**SHORT TASK 1:** In the impact-effort passage, what label do Kahneman and Tversky give to small teams underestimating how long a task takes?
**SHORT TASK 2:** Write out the impact-effort passage from "This sounds like" to "in real life.".
**SHORT TASK 3:** Based on the impact-effort passage, explain why the method may work less well in real life than it first seems.

The basic concept of impact-effort analysis is that, when you are trying to decide what tasks to work on, you should create a list and assign to each an “impact”, the value it will bring to you in the end, and an “effort”, the cost of carrying out the task.   You then graph all the tasks on an impact vs effort graph, which you divide into four quadrants, and see which quadrant each falls into.   For example, you may be considering ways to promote your new math podcast.   (By the way, this is just a hypothetical, who would dare compete with Math Mutation?)     A multimedia ad campaign would be high effort but high impact., the quadrant known as a “big bet”.   Posting a note to your 12 friends on your personal Facebook page would be low effort and low impact, which we label as “incremental”.     Hiring a fleet of joggers to run across the country wearing signboards with your URL would probably be high effort and low impact, which we label the “money pit” quadrant.    And finally, using your personal connections with Weird Al Yancovic to have him write a new hit single satirizing your podcast is low effort and high impact— this is in the ideal quadrant, the “easy wins”.   (And no, I don’t really have such connections, sorry!)

This sounds like a sensible and straightforward idea— who could argue with rating your tasks this way in order to prioritize?    Well, that is true:  if you can correctly assign impact and effort values, this method is very rational.    But Logan points out that out old friends, the cognitive biases, play a huge role in how we come up with these numbers in real life.    

On the side of effort estimation, psychological researchers have consistently found that small teams underestimate the time it takes to complete a task.   Kahneman and Tversky have labeled this the “Planning Fallacy”.   Factors influencing this include simple optimism, failing to anticipate random events, overhead of communication, and similar issues.   There is also the question of dealing with constant pressure of bosses who want aggressive-looking schedules to impress their superiors.     You may have heard the well-known software engineering saying that stems from this bias:   “The first 90% of the project takes the first 90% of the time, and the last 10% of the project takes the other 90% of the time.”

**ROWS:**
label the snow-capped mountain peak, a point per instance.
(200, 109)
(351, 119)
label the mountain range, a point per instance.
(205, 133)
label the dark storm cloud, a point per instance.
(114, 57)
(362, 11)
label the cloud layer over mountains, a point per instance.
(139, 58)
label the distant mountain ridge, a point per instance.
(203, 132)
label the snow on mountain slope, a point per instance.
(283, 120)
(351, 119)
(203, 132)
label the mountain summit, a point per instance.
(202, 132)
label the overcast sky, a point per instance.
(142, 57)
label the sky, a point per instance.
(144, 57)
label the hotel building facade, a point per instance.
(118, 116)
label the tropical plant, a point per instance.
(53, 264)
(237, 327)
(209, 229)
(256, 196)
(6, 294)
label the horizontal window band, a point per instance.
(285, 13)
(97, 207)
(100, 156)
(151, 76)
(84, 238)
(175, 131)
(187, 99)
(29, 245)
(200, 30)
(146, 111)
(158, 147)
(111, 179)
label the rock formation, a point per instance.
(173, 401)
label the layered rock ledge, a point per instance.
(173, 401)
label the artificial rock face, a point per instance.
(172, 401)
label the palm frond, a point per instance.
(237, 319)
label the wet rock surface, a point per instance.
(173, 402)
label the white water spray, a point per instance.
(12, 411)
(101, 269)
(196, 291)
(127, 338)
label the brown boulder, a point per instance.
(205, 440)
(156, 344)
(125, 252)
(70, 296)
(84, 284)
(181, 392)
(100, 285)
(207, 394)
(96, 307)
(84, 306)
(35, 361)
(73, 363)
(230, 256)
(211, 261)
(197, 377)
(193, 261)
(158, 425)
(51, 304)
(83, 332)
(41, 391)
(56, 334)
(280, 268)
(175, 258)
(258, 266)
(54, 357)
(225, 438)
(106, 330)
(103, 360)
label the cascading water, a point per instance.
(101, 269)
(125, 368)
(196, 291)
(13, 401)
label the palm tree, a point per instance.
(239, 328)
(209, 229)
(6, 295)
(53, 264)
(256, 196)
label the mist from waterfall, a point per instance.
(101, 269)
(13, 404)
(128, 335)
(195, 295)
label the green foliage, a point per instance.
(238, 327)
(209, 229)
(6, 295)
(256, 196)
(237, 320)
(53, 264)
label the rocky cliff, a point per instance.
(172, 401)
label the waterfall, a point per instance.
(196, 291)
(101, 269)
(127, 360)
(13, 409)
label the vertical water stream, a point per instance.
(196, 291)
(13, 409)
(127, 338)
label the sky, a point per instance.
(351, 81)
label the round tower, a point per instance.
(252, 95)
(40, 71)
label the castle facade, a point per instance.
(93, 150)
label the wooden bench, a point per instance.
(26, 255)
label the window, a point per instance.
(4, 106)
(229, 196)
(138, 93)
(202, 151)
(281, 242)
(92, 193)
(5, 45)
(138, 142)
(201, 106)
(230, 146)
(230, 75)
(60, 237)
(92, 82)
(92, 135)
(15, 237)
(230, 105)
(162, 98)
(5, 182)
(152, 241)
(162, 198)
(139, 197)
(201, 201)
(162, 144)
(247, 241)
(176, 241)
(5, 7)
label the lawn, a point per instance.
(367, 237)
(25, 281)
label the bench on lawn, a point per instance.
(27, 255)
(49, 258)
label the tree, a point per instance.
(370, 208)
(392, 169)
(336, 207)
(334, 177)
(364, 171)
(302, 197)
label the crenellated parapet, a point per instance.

**CORRECT RESULT 1:** The "Planning Fallacy."

**CORRECT RESULT 2:**
This sounds like a sensible and straightforward idea— who could argue with rating your tasks this way in order to prioritize?    Well, that is true:  if you can correctly assign impact and effort values, this method is very rational.    But Logan points out that out old friends, the cognitive biases, play a huge role in how we come up with these numbers in real life.

**CORRECT RESULT 3:** The method is only rational if impact and effort values are assigned correctly. Cognitive biases strongly shape how people come up with those numbers. For example, small teams consistently underestimate how long tasks take.